Exercise data:
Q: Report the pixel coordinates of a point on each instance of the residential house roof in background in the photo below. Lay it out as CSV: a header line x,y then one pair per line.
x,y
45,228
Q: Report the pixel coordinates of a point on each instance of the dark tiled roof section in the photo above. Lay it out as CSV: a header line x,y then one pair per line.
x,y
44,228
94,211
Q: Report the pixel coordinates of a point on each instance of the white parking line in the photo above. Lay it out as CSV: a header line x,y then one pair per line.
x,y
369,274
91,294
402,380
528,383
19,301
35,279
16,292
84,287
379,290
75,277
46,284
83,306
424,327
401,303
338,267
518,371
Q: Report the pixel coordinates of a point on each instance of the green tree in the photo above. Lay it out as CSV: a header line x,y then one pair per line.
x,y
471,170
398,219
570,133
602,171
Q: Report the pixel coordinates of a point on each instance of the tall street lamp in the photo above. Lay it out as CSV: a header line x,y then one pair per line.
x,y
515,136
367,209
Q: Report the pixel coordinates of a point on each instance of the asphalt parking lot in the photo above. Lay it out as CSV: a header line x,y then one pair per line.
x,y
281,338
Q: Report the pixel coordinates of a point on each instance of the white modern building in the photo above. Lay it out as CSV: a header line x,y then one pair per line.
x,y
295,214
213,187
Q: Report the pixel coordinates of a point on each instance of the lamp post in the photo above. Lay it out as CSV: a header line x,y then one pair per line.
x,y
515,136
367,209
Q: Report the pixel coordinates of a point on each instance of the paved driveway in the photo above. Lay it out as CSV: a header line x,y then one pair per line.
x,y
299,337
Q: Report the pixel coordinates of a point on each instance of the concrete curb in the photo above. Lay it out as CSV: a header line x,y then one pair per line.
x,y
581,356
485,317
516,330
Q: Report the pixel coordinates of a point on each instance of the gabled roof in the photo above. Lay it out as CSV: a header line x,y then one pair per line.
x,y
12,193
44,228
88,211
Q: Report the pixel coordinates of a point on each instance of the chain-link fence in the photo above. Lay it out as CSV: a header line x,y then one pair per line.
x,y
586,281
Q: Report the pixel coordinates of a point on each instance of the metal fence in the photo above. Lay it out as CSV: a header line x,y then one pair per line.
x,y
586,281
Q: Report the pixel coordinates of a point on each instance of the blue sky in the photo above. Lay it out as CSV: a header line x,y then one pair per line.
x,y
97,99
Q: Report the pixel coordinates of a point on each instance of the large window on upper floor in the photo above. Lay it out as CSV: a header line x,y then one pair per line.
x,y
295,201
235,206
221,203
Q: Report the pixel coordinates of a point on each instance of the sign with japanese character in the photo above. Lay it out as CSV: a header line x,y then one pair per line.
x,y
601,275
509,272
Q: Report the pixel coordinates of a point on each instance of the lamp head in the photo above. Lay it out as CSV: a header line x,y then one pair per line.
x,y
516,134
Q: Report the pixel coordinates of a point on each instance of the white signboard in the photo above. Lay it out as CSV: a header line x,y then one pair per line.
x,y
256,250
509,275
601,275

Task details: The lines above are to be retyped exactly, with none omitted.

Response area:
Q: Report the pixel coordinates of a point on each instance of the residential house roof in background in the photo below. Lay it out as CSV: a header line x,y then one pair per line.
x,y
45,228
Q: Report the pixel coordinates of a point on each instance of the dark tiled roof section in the photo above. Lay it out as CSV: a header line x,y then one pair per line.
x,y
44,228
94,211
Q: Report the pixel coordinates of a point on each instance of the white parking line in the photo above. Lay it out as CSV: a header line x,y then one pair per line.
x,y
369,274
91,294
402,380
528,383
19,301
35,279
16,292
84,287
379,290
75,277
46,284
83,306
424,327
401,303
338,267
518,371
Q: Report the pixel coordinates of a point on each instance of the green tree in the photo above. Lay it out as CSV: a header line x,y then one pair per line.
x,y
471,170
398,219
570,133
602,171
Q: Report the pixel coordinates of a point on each instance of the tall street lamp in the photo above. Lay it out as CSV: a header line x,y then one pair per line.
x,y
515,136
367,209
Q: Report the pixel coordinates of a point on each instance of the asphalt parking lot in the photo above. Lay it out as CSV: a header line x,y then one pair per line.
x,y
281,338
Q: Report the pixel coordinates of a point on each instance of the white modern building in the photo above. Lay it out as CSV: a header line x,y then one pair per line.
x,y
295,214
213,187
Q: Report the pixel coordinates of a point on each instance of the lamp post in the photo above. Lay it out as CSV: a header line x,y then one pair per line.
x,y
515,136
367,209
Q: Report the pixel coordinates of a point on each instance of the paved driveway in the photo above. Lay it out as CSV: a header line x,y then one pair per line.
x,y
299,337
Q: Report the pixel coordinates of a point on each instance of the concrete curb in the photo above. Lay it out as CSV: a header line x,y then one pair per line.
x,y
581,356
485,317
516,330
Q: Report the pixel coordinates of a point on each instance of the gabled roof in the photo above. Lay it out as CSV: a header line x,y then one pair per line.
x,y
12,193
44,228
88,211
Q: Report the pixel coordinates of a point on each instance of the chain-link fence in the photo above. Lay it out as CSV: a header line x,y then one pair per line.
x,y
586,281
Q: Report the pixel coordinates of a point on each instance of the metal fence in the photo above. Lay it out as CSV: a header line x,y then one pair per line.
x,y
586,281
Q: Report the pixel coordinates of a point on each instance of the blue sky in the photo above. Lay it out as CSV: a header line x,y then one pair per line.
x,y
97,99
Q: Report the pixel coordinates of a point on each instance of the large window on upper floor in the photo above. Lay it out as CSV: a header line x,y then one pair per line.
x,y
295,201
235,206
221,203
Q: Report the pixel coordinates of a point on each instance of the sign with japanese character in the photo above. Lay it out as CSV: a header line x,y then one pair per line.
x,y
601,275
509,272
Q: Report the pixel coordinates of a point on each instance of the lamp head in the photo above. Lay it out as CSV: a header line x,y then one pair per line.
x,y
516,134
Q: Report the pixel coordinates of a point on each instance of the white signboard in the photo above. Lay it out as CSV: a header line x,y then one pair per line.
x,y
256,250
509,275
601,275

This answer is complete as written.